>> begin DATASET ENTRIES
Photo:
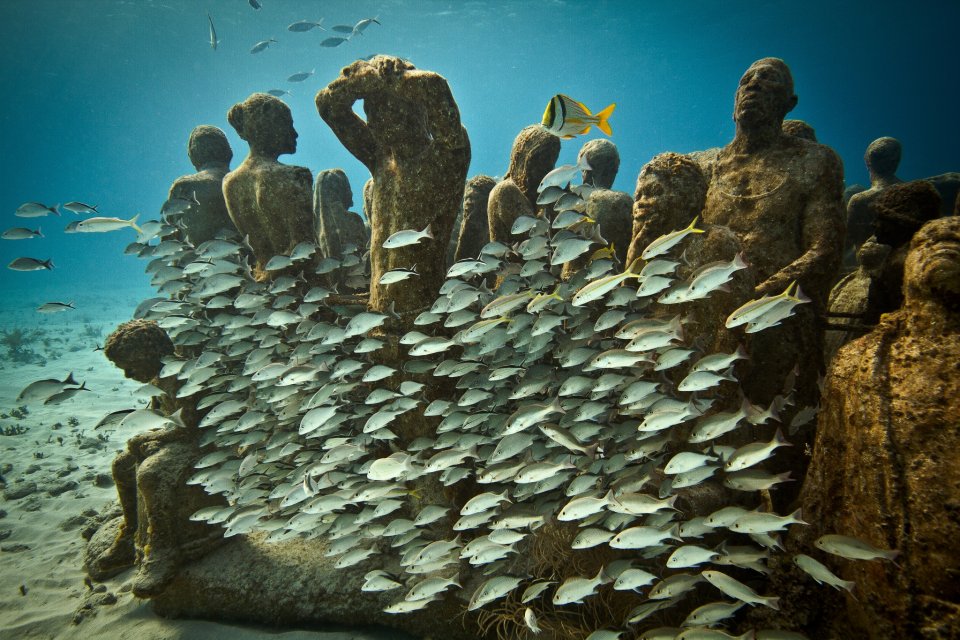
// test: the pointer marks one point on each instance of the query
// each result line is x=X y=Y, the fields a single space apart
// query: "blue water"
>> end DATASET ENTRIES
>> begin DATASET ENTRIES
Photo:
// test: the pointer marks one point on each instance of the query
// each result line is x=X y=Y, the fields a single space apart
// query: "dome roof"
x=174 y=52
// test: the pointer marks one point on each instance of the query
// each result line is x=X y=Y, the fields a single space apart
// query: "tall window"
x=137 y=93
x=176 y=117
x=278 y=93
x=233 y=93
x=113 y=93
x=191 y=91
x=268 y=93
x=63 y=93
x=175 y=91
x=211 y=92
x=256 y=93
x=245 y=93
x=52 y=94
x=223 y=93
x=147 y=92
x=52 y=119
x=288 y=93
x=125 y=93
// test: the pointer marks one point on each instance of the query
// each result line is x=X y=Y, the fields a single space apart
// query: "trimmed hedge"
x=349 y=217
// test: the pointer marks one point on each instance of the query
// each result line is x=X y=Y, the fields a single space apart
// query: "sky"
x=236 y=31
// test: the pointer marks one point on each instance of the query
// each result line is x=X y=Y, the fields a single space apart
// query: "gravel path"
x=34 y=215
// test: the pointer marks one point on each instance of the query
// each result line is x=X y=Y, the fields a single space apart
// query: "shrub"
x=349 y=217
>> end DATASET ENTRIES
>> begin DATASET ENTRIES
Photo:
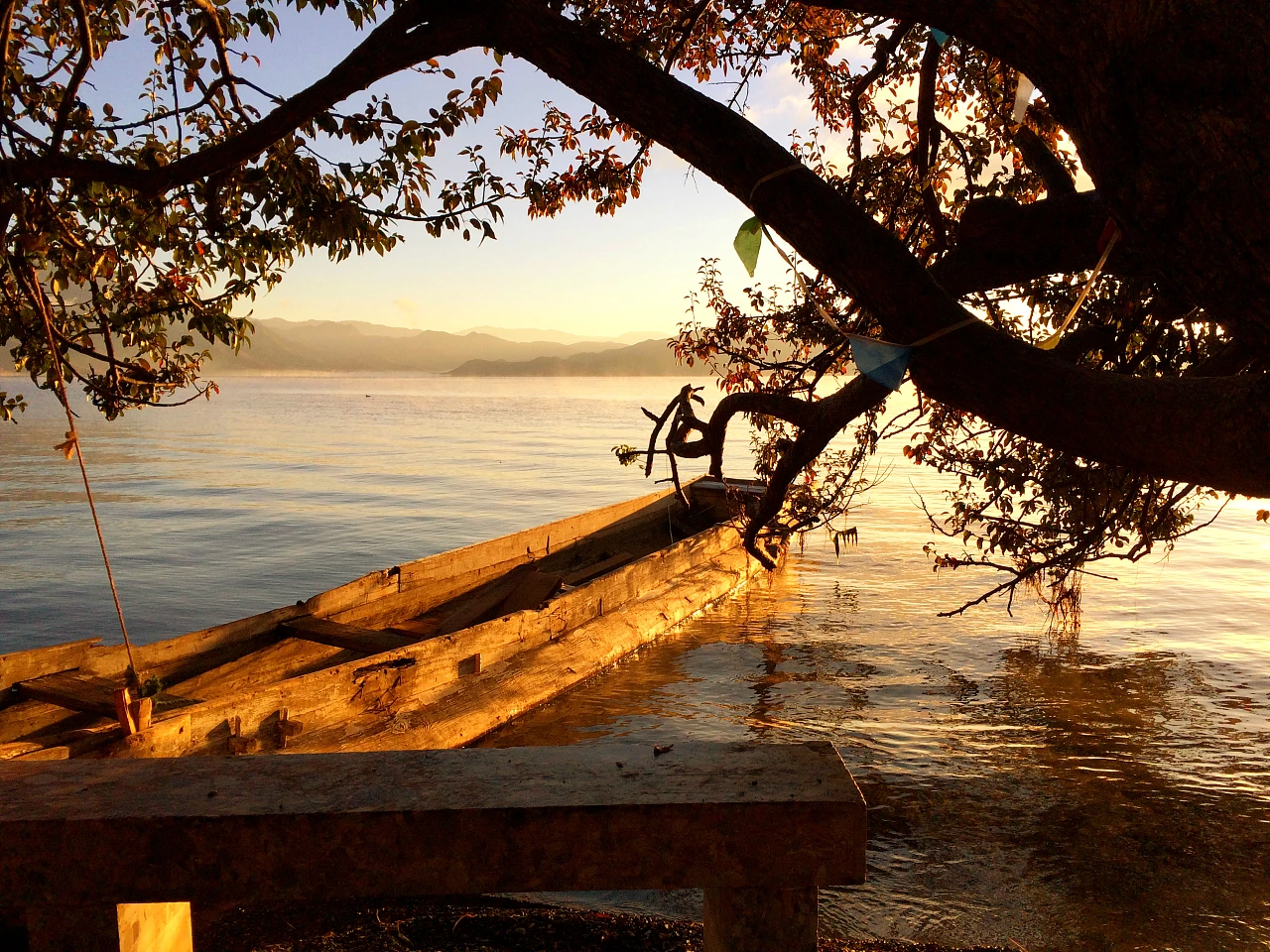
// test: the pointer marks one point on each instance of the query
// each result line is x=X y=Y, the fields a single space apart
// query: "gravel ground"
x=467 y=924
>> end DATASET ENTRIES
Please find each line in the rows above that contains the string "gravel", matching case exactly, and copy those lines out.

// query: "gravel path"
// query: "gravel ground"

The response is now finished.